# start of Source
# Does this sound like a fair deal?



## budgetprepp-n (Apr 7, 2013)

I'm looking at a Colt .45ACP government model 5" barrel 
I can get it for $775 +$20 shipping=$795 Does that sound like a fair price?


----------



## Kauboy (May 12, 2014)

If ordering online, don't forget your FFL fee.

I'm not familiar with 1911 prices, so can't speak to that...


----------



## SARGE7402 (Nov 18, 2012)

If you insist on having a colt then it's not a bad price. Rock Island imports Charles Daley 45's out of the PI for about half that price


----------



## Slippy (Nov 14, 2013)

Used I assume?


----------



## rice paddy daddy (Jul 17, 2012)

SARGE7402 said:


> If you insist on having a colt then it's not a bad price. Rock Island imports Charles Daley 45's out of the PI for about half that price


But Colt uses forged parts, that's the difference in price.
I have a couple of Colts and a Rock Island Armory Government Model. It is a decent pistol, but it may not be around to give to my grandkids.


----------



## survival (Sep 26, 2011)

I think it is a good deal. At one point a few years ago I couldn't find a colt for under a grand in my area.


----------



## budgetprepp-n (Apr 7, 2013)

Slippy said:


> Used I assume?


No that would be brand new


----------



## Chipper (Dec 22, 2012)

If it's model number 01991T it's a good deal? If it's model 01991 it's a hundred over priced. Based on online prices that anyone can order from.


----------



## alterego (Jan 27, 2013)

Are you stuck on a colt?. I have been looking at Remington R1 model's for 549.


----------



## TacticalCanuck (Aug 5, 2014)

An authentic colt 1911 is between 1200 and 3k here depending on the model. I'd buy 2 for that price!!


----------



## shootbrownelk (Jul 9, 2014)

Or a Springfield Range Officer in 9mm or .45 acp. They also make a compact and a lightweight compact.


----------



## Frostbite (Jan 28, 2015)

I really wouldn't pay that much for a 1911.

There are so many better options for real use.

Of course if you're just gonna stick it in a box and put it away.........fine and dandy.

But I'd go for two Glock .45s at that price.


----------



## sargedog (Nov 12, 2012)

Is this the one you are looking at?http://www.budsgunshop.com/catalog/..._id/36291/Colt+O1991+1991+Series+7+1+45ACP+5"
I have been looking at this one myself.
http://specialforcesoutdoors.com/pr...dwood-grip-low-glare-stainless?source=catalog


----------



## Camel923 (Aug 13, 2014)

If it is NIB jump on it. Condition is everything. Colt 1911 s are a favorite of mine.


----------
# end of Source
# start of Information shown
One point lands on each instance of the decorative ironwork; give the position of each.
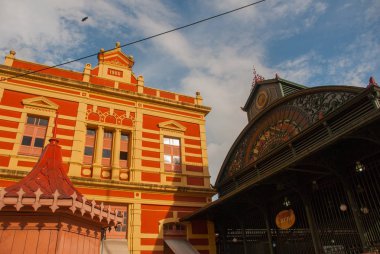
(256, 77)
(283, 122)
(319, 105)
# end of Information shown
What you are asked to do:
In the forum thread about the Colt price, retype the passage that opens with the words containing "I have been looking at this" and closes with "favorite of mine.".

Problem solution:
I have been looking at this one myself.
http://specialforcesoutdoors.com/pr...dwood-grip-low-glare-stainless?source=catalog


----------



## Camel923 (Aug 13, 2014)

If it is NIB jump on it. Condition is everything. Colt 1911 s are a favorite of mine.